* **Vorgegebener Text**:
Man kann einen solchen Bestand natürlich nicht endlos erweitern. Noch habe ich dankenswerterweise genügend Weideflächen zur Verfügung. Meine munteren Tierchen pflegen ja auch und hinterlassen begehrten Naturdünger auf den Flächen.

Es gibt jeden Herbst und Winter auch etliche überzählige Böckchen und weniger zur Nachzucht geeignete Zibben. Neben Wolle und Fell, den besten Wärme- und Gesundheitshelfern des Menschen, sind halbe oder ganze Schlachtkörper in Teilen meistens hier zu bekommen. Das Fleisch schmeckt nicht nur gut, es wird zugleich aufgrund seines hohen Anteils an ungesättigten Fettsäuren ärztlich empfohlen.

Einen oft ungeahnten Bezug dieser Tiere zu ihren Mitgeschöpfen möchte ich noch hervorheben: Der Graureiher nutzt gerne ihre Laufaktivität zwischen ihnen zum Mäusefangen, Schwalben, Mauersegler, Schaf- und Bachstelzen begleiten die Tiere gerne und fangen ihnen die Fliegen weg. Bedeutender in der Wirkung bleibt der naturfreundliche Bezug der Skudden. Seit es meine Herde hier gibt, brüteten erstmalig wieder Wachteln in der Gemarkung. Die Voraussetzung zur Aufzucht ihrer Küken ist das Vorhandensein von Rasenameisen, da sie in der Nähe heranreifende Grassamen erreichbar machen. Rasenameisen leben größtenteils unter der Erde, ihre Atmungshügel werden von den sorgfältigen Skudden geschont. Anders als Rinder, Pferde oder gar der Kreiselmäher sichern Landschafe bei der Beweidung die Möglichkeit der Kükenaufzucht mit Ameisenpuppen und noch unreifen Grassamen. Noch interessanter ist ihre Wirkung auf den Flächen für Bodenbrüter und seltene Schmetterlinge. Die Schwalbenschwänze und Bläulinge sind nämlich auch für ihre Jugendentwicklung vorübergehend auf die Rasenameisen angewiesen.

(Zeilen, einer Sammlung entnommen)
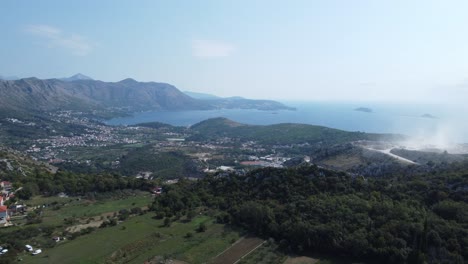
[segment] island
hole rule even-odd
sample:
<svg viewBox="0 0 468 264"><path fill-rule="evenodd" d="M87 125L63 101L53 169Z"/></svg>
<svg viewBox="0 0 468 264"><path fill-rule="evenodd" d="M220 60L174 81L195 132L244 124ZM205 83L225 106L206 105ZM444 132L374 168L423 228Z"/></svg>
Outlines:
<svg viewBox="0 0 468 264"><path fill-rule="evenodd" d="M359 111L359 112L364 112L364 113L372 113L372 109L367 108L367 107L358 107L354 109L354 111Z"/></svg>
<svg viewBox="0 0 468 264"><path fill-rule="evenodd" d="M431 119L436 119L436 118L437 118L437 117L435 117L435 116L433 116L433 115L431 115L431 114L423 114L423 115L421 115L421 117L423 117L423 118L431 118Z"/></svg>

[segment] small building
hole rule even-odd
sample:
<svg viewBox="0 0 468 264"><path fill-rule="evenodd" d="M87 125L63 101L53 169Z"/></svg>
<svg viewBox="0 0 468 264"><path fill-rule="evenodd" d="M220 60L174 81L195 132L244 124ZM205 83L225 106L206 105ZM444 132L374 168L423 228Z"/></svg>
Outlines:
<svg viewBox="0 0 468 264"><path fill-rule="evenodd" d="M6 224L9 220L8 208L5 205L0 206L0 225Z"/></svg>
<svg viewBox="0 0 468 264"><path fill-rule="evenodd" d="M9 181L2 181L0 182L0 187L2 187L4 190L9 191L13 187L11 182Z"/></svg>
<svg viewBox="0 0 468 264"><path fill-rule="evenodd" d="M151 189L151 193L160 195L162 193L162 187L156 186Z"/></svg>

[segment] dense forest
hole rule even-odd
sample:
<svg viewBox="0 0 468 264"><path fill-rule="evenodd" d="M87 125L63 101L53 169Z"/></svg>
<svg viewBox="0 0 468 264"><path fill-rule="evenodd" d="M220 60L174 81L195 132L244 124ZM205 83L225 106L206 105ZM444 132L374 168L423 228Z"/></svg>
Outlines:
<svg viewBox="0 0 468 264"><path fill-rule="evenodd" d="M468 259L468 164L449 172L364 178L316 166L258 169L166 186L159 217L197 206L217 221L274 238L286 251L365 262Z"/></svg>

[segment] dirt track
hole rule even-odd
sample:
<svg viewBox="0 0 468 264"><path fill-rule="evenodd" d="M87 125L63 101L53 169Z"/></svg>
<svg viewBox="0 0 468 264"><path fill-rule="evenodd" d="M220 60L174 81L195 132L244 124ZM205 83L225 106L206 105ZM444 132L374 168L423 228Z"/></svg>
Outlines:
<svg viewBox="0 0 468 264"><path fill-rule="evenodd" d="M239 239L234 245L218 255L211 261L213 264L233 264L240 258L247 255L258 246L263 244L263 240L257 237L245 237Z"/></svg>

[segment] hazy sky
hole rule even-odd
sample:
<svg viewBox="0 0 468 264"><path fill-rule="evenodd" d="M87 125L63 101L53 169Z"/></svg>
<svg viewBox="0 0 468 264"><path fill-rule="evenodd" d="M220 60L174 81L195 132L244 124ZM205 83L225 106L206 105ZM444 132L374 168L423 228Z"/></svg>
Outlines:
<svg viewBox="0 0 468 264"><path fill-rule="evenodd" d="M468 98L468 1L0 4L0 75L127 77L250 98Z"/></svg>

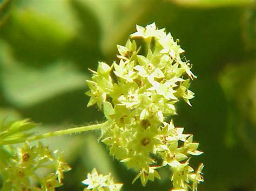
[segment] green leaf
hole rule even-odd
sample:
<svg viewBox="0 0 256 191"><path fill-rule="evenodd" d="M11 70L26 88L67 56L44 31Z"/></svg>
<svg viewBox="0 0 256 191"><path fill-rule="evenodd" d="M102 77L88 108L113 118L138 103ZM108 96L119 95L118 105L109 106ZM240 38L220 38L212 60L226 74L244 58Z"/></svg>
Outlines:
<svg viewBox="0 0 256 191"><path fill-rule="evenodd" d="M0 27L8 17L14 1L11 0L0 1Z"/></svg>
<svg viewBox="0 0 256 191"><path fill-rule="evenodd" d="M32 9L14 10L0 30L0 37L11 46L15 57L26 64L42 65L63 54L74 32Z"/></svg>

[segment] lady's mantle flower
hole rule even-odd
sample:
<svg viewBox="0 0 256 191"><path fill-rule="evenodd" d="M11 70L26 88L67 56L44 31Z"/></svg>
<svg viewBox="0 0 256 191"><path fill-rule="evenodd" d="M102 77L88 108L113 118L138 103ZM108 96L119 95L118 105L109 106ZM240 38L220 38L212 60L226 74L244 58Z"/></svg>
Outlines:
<svg viewBox="0 0 256 191"><path fill-rule="evenodd" d="M84 190L119 191L123 186L121 183L114 183L110 173L106 176L99 175L95 168L91 173L88 173L87 179L82 182L87 186Z"/></svg>
<svg viewBox="0 0 256 191"><path fill-rule="evenodd" d="M157 168L168 166L174 189L196 188L203 179L199 173L192 173L187 159L202 153L197 150L198 143L184 134L183 128L166 122L176 114L175 104L181 99L191 105L194 94L188 88L196 77L189 63L181 60L184 51L171 33L154 23L136 29L132 40L117 46L119 62L99 62L97 72L92 71L88 106L103 107L110 125L102 129L102 141L110 154L138 172L134 180L140 178L145 186L148 180L160 178ZM146 48L137 48L138 38ZM106 178L95 175L85 182L88 188L106 187Z"/></svg>

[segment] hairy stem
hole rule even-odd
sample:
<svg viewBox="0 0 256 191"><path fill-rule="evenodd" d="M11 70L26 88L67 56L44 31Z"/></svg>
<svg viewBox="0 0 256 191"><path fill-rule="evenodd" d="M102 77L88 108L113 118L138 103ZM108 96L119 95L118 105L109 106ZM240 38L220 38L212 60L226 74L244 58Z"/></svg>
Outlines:
<svg viewBox="0 0 256 191"><path fill-rule="evenodd" d="M95 130L107 126L109 124L109 122L107 121L104 123L100 123L96 125L84 126L79 128L70 128L63 130L49 132L37 135L26 138L22 138L17 139L3 140L2 142L2 143L0 143L0 145L10 145L23 143L25 142L31 142L33 140L43 139L44 138L61 136L63 135L72 134L90 130Z"/></svg>

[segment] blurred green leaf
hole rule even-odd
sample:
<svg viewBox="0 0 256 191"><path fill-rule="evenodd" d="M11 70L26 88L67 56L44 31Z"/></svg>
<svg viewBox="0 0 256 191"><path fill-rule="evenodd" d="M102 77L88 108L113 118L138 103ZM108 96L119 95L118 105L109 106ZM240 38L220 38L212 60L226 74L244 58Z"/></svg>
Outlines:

* **Zu erledigen**:
1. Gib aus dem Text über die Skudden wortgetreu den Abschnitt wieder, der mit „Man kann einen“ anfängt und bis einschließlich „auf den Flächen.“ reicht.
2. Beantworte zum Text über die Skudden:
(a) Welche Tiere gibt es jeden Herbst und Winter überzählig?
(b) Welcher Vogel nutzt die Laufaktivität der Tiere zum Mäusefangen?
(c) Worauf sind Schwalbenschwänze und Bläulinge für ihre Jugendentwicklung vorübergehend angewiesen?
3. Schreib den Text über die Skudden im Anschluss an seinen letzten Satz weiter.

* **Antworten je Aufgabe**:
1.
Man kann einen solchen Bestand natürlich nicht endlos erweitern. Noch habe ich dankenswerterweise genügend Weideflächen zur Verfügung. Meine munteren Tierchen pflegen ja auch und hinterlassen begehrten Naturdünger auf den Flächen.

2.
(a) Etliche Böckchen und weniger zur Nachzucht geeignete Zibben.
(b) Der Graureiher.
(c) Auf die Rasenameisen.

3.
Schlimm ist die leider noch zunehmende Zahl unverständiger Mitmenschen, die wohl zu jeder Art landwirtschaftlichem Tun besserwisserische Einmischung parat haben. Das reicht vom Hetzen durch Hunde, auch wenn Tiere dabei zugrunde gehen, "denn Hunde brauchen doch Bewegung mit Spielgefährten", bis zu Beschimpfungen als Tierquäler, "weil Schafe doch nicht hinter Zäunen, sondern frei grasen müssen". Die Harmonie gesunder, ansehnlicher Mitgeschöpfe wird von so Engstirnigen geradezu bekämpft.

Meine Möglichkeiten, einen solchen Bestand nebenher zu betreuen, lassen altersbedingt nach. Ich hoffe, daß die Erhaltungszucht Ostpreußischer Skudden eines Tages im Ländchen fortgesetzt werden kann. Meine Bockherde soll übrigens zum erneuten Beweis ihrer grünlandverbessernden Beweidung demnächst vorübergehend in Hennef für die landwirtschaftliche Fakultät tätig werden.

Die Summe der Eigenschaften dieser Tiere - wie übrigens auch der Rauhwolligen Pommerschen Landschafe - ermöglicht Einblicke in die Schöpfungsordnung ganz eigener Art. Daher findet gelegentlich ein Schild über Zweck und Ziel der Haltung solcher Schafe Aufmerksamkeit, und ein anderes am Zaun besagt: "Vater allen Lebens, laß uns nicht vergebens durch der Schöpfung Garten gehen. Laß uns deine Wunder sehen, daß wie Sonne, Blum und Stern, wir dem Licht gehorchen gern, dienstbar Christus, unserm Herrn."